Exercise details. Set down each record below precisely, skipping the pictures.

[Image-grounded pointing data]
□ □ □ □ □

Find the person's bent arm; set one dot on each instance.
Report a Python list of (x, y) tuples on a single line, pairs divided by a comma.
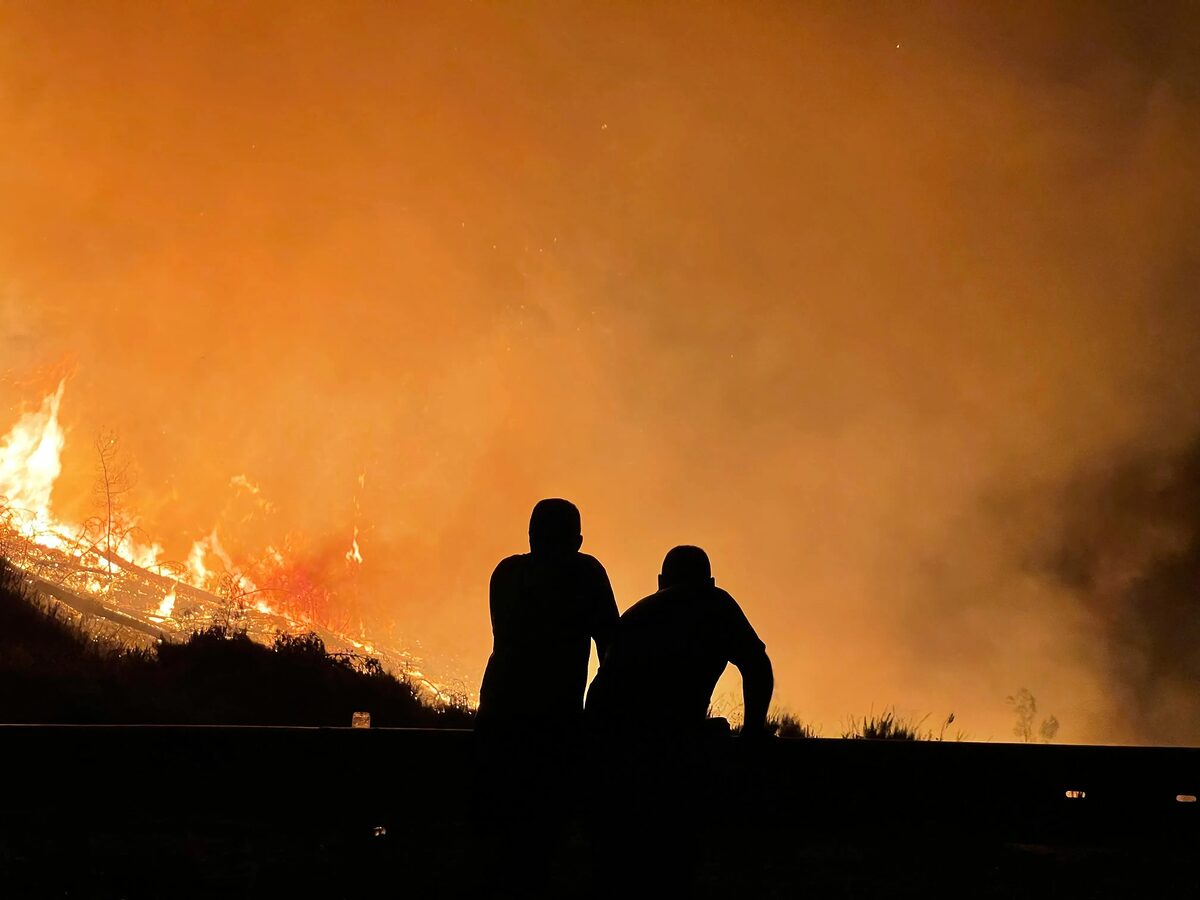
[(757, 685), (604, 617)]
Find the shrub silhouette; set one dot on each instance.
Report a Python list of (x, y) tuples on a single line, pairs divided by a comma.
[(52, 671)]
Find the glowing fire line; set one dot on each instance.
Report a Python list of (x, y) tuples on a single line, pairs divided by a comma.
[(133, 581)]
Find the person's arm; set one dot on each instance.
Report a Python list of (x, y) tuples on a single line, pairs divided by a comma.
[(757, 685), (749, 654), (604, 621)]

□ □ □ □ □

Answer space.
Find the person's bent arm; set one dot on each instance.
Report a Python list of (x, y) tuples on a single line, pairs divided by a comma.
[(757, 685), (604, 617)]
Find the shrub silhouette; set one dot on each instance.
Report a Python list of (x, y) tuples on a single line, pairs divided by a comma.
[(52, 671)]
Find the glowing fire line; set one dot on each instance.
Report a Python list of (x, y) tuples on a single line, pairs divided by a comma.
[(133, 581)]
Find the person's arm; set one dot on each instance.
Report a Python list of (x, y) tuples on a single line, pairs divided by a comma.
[(757, 685), (749, 654), (604, 621)]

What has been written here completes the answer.